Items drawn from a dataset
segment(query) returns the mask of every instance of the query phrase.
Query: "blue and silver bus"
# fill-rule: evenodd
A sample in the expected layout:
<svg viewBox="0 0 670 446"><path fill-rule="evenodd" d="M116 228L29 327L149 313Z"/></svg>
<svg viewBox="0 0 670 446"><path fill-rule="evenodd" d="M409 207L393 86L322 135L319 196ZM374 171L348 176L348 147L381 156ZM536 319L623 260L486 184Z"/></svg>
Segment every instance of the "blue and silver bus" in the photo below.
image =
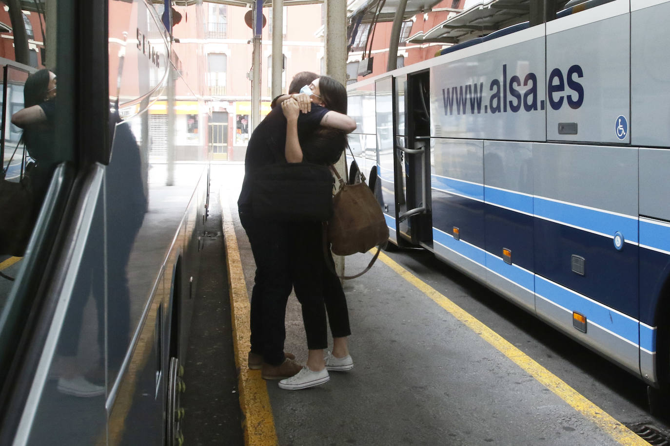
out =
<svg viewBox="0 0 670 446"><path fill-rule="evenodd" d="M208 204L202 2L5 4L0 444L181 444ZM44 120L21 128L44 68Z"/></svg>
<svg viewBox="0 0 670 446"><path fill-rule="evenodd" d="M667 388L670 1L531 0L560 7L478 35L485 3L467 41L348 87L391 241Z"/></svg>

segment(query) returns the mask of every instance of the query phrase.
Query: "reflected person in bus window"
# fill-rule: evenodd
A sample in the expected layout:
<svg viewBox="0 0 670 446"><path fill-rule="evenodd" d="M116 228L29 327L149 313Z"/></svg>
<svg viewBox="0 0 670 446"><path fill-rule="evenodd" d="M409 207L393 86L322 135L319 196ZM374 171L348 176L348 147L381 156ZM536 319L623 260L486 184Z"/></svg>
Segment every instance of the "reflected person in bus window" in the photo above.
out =
<svg viewBox="0 0 670 446"><path fill-rule="evenodd" d="M346 114L346 90L340 83L322 76L308 86L314 104ZM299 105L291 98L283 101L281 106L287 118L287 162L306 161L329 166L340 159L346 147L344 132L320 126L311 135L299 138ZM320 222L296 222L289 229L291 278L295 296L302 306L308 352L306 366L296 375L279 381L279 387L287 390L324 384L330 379L328 370L346 371L354 366L347 346L351 330L346 298L335 273L332 255L324 249L323 236ZM333 350L324 357L328 348L326 312Z"/></svg>
<svg viewBox="0 0 670 446"><path fill-rule="evenodd" d="M23 138L35 165L27 169L34 193L34 213L40 209L51 175L60 162L54 150L56 77L46 68L31 74L23 86L23 107L11 123L23 130Z"/></svg>
<svg viewBox="0 0 670 446"><path fill-rule="evenodd" d="M289 98L283 95L280 100ZM314 132L319 124L352 132L356 122L346 114L312 104L298 118L303 131ZM286 162L286 118L275 107L251 134L245 160L245 179L237 204L240 221L249 239L256 263L251 294L251 348L249 366L261 369L265 379L282 379L299 372L302 367L295 356L284 353L286 337L284 318L286 302L293 284L289 261L289 225L260 219L253 215L251 189L257 169L265 165Z"/></svg>

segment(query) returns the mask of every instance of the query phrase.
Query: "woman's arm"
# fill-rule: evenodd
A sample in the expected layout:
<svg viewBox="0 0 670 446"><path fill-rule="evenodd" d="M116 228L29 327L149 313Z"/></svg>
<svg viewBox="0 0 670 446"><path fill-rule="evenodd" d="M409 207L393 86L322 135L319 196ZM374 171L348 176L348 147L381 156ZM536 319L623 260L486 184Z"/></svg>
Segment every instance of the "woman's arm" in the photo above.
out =
<svg viewBox="0 0 670 446"><path fill-rule="evenodd" d="M295 99L289 98L281 102L281 110L286 117L286 145L284 156L287 162L302 162L302 148L297 138L297 117L300 108Z"/></svg>
<svg viewBox="0 0 670 446"><path fill-rule="evenodd" d="M293 93L293 94L282 94L275 100L275 105L279 105L287 99L294 99L300 107L300 111L307 113L312 110L312 100L310 95L304 93Z"/></svg>
<svg viewBox="0 0 670 446"><path fill-rule="evenodd" d="M36 124L46 124L46 114L38 105L19 110L11 116L11 123L21 128Z"/></svg>
<svg viewBox="0 0 670 446"><path fill-rule="evenodd" d="M351 133L356 130L356 121L346 114L330 110L321 118L321 125Z"/></svg>

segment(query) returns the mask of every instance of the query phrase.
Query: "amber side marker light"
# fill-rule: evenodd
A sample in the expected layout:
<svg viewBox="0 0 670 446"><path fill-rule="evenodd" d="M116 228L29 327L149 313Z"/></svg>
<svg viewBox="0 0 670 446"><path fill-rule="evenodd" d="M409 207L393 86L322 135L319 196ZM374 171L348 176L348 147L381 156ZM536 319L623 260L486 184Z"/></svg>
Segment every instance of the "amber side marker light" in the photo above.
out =
<svg viewBox="0 0 670 446"><path fill-rule="evenodd" d="M572 326L582 333L586 332L586 316L577 312L572 312Z"/></svg>

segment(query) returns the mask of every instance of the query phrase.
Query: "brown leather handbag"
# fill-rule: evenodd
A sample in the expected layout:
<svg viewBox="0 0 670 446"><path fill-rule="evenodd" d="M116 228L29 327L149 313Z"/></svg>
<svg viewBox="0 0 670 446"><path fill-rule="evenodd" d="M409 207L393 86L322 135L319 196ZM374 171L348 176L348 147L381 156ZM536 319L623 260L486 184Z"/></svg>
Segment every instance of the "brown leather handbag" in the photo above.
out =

**GIVEN REQUEST:**
How many lines in the listing above contain the word "blue"? Give only the number.

**TASK SOLUTION:**
2